* _Supplied information_:
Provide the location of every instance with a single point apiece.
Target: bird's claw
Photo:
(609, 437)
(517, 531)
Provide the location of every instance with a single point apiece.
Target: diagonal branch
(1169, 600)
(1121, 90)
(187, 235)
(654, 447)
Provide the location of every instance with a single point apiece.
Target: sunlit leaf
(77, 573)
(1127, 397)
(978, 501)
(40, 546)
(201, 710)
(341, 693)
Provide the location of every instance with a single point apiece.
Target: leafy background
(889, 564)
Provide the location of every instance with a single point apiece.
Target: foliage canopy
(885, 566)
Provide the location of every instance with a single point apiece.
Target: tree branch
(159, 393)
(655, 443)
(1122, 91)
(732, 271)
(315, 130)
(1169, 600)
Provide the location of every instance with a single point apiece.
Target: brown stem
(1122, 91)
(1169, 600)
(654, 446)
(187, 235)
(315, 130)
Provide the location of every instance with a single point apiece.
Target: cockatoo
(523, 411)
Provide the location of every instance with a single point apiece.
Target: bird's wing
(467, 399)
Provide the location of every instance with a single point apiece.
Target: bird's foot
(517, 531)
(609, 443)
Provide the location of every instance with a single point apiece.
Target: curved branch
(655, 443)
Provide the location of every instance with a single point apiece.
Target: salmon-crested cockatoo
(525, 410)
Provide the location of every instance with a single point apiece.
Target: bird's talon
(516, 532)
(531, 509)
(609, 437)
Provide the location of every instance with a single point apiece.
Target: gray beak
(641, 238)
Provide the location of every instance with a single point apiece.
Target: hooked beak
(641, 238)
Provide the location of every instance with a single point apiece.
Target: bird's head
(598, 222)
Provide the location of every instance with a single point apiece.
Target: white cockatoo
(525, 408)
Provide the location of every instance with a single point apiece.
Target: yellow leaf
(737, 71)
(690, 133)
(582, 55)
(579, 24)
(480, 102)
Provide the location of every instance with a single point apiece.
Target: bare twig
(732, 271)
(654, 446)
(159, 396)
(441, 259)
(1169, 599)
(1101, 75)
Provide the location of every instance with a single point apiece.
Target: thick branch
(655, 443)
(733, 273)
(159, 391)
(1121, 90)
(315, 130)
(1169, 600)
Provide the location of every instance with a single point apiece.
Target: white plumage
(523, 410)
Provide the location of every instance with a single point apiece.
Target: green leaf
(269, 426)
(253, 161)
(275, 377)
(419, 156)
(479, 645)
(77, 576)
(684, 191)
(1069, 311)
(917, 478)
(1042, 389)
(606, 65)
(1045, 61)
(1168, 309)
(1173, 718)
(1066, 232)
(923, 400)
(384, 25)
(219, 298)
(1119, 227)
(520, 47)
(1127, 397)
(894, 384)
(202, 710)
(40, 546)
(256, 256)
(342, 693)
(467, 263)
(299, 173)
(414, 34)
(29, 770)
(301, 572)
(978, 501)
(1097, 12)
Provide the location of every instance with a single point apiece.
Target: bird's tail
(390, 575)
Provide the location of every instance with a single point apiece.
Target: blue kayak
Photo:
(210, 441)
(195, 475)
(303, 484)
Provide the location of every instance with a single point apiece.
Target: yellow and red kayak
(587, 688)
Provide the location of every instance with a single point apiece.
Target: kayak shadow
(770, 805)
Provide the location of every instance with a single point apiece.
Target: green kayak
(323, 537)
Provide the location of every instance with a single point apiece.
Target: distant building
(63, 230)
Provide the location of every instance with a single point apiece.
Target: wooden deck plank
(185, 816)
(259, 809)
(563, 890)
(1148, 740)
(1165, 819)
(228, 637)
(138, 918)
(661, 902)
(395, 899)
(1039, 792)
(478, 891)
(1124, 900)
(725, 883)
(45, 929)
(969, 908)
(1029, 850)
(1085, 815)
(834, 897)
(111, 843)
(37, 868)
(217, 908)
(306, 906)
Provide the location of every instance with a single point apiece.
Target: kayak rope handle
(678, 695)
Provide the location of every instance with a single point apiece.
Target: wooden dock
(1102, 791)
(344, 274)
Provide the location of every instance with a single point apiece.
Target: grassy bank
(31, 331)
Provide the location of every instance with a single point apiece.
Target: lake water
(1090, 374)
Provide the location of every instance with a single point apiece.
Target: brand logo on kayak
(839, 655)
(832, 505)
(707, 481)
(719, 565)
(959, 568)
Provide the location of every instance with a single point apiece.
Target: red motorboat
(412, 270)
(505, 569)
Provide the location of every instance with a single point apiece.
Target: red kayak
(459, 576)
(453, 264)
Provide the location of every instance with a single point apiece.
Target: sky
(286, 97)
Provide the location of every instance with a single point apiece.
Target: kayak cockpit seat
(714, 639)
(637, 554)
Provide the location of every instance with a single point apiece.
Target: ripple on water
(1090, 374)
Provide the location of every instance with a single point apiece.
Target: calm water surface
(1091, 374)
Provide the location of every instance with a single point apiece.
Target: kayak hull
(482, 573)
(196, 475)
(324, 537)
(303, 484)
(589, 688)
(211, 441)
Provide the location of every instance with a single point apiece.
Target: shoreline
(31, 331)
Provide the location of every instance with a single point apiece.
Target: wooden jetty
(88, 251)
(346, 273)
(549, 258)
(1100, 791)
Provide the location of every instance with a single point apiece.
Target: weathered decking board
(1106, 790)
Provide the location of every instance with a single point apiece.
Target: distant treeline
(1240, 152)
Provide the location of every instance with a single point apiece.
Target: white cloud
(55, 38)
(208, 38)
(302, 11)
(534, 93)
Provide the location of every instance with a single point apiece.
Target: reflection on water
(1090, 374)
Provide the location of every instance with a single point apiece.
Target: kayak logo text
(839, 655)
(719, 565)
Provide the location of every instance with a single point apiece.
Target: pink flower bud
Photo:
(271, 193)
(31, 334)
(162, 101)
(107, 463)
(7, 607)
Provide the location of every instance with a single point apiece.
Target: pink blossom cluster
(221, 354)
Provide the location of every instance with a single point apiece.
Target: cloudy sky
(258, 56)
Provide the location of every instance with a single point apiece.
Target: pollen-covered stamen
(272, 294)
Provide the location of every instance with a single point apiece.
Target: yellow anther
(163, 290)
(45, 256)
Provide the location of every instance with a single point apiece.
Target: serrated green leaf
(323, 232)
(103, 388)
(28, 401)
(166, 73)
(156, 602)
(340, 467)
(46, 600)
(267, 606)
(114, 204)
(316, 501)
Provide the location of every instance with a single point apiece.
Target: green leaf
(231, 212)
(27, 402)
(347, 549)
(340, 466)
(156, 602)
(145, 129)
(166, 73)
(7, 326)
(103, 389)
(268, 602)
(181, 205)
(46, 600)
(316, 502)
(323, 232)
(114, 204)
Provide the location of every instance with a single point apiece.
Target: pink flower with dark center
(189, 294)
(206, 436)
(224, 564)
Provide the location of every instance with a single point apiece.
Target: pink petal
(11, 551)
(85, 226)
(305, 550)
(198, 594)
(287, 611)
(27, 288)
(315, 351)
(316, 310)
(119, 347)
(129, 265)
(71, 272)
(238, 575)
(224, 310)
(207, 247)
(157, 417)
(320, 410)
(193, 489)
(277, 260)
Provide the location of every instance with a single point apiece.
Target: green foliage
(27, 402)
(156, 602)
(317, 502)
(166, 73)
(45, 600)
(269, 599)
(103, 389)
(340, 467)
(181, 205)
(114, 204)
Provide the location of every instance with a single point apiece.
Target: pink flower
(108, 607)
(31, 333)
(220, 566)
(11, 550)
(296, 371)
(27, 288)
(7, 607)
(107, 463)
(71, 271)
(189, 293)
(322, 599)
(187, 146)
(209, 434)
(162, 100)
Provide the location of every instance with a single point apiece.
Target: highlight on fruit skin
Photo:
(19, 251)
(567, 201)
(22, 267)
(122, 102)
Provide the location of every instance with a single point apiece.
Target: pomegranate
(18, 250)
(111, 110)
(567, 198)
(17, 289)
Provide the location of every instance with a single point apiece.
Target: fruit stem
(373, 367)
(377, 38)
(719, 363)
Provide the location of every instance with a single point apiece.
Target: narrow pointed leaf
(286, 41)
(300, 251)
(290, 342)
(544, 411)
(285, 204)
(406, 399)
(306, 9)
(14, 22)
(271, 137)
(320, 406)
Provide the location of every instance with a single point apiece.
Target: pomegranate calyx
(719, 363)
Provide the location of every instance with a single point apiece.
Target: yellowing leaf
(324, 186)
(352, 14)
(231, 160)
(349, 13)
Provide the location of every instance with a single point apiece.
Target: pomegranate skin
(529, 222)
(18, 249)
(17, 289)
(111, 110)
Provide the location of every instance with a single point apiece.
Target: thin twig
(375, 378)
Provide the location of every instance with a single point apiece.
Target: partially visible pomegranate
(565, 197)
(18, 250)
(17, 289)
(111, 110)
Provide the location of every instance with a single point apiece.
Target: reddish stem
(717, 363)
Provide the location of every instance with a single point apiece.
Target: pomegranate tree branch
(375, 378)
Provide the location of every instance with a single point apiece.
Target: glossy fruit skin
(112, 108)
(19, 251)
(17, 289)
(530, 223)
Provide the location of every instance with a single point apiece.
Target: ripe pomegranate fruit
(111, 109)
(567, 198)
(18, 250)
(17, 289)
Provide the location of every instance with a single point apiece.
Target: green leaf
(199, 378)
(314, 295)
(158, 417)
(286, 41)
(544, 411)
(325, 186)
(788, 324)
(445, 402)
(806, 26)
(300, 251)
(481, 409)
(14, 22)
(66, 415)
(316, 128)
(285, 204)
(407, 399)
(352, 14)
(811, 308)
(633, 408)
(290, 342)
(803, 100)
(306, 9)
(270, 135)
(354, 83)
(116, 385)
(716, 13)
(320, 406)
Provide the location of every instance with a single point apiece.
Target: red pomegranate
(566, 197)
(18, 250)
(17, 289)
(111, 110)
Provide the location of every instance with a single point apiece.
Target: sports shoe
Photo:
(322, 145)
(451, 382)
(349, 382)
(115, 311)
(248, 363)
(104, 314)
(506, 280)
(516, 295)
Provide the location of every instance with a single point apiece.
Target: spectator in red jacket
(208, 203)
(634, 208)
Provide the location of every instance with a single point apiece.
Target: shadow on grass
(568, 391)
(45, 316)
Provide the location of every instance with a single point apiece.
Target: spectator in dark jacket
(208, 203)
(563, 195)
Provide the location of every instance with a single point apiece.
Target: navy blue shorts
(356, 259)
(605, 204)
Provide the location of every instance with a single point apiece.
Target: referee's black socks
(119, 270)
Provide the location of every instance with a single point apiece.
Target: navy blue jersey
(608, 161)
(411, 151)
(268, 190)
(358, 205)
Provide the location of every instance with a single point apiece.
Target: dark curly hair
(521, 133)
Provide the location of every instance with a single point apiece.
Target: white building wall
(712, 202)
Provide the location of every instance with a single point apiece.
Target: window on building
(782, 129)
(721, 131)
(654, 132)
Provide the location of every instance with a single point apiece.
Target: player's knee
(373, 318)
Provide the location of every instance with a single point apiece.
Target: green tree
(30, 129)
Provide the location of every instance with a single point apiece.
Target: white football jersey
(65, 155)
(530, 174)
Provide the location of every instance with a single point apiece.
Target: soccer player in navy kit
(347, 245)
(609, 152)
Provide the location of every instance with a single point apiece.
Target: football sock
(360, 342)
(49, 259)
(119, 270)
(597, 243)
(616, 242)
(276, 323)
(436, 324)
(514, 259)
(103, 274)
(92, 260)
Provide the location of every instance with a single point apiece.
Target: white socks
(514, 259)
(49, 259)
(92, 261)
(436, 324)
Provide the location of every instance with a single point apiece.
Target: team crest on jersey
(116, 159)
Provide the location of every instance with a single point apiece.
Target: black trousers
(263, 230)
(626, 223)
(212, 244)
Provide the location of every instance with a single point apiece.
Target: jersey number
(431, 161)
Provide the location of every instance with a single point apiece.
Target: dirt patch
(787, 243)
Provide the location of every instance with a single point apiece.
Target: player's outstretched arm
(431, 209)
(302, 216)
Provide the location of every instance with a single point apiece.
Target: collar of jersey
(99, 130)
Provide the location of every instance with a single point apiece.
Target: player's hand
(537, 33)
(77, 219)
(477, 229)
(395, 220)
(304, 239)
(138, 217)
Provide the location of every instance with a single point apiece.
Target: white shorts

* _Your task_: How many lines in the records above contain the string "spectator", counting only matches with the same case? Reply with the number alone.

* _Solved problem_: 2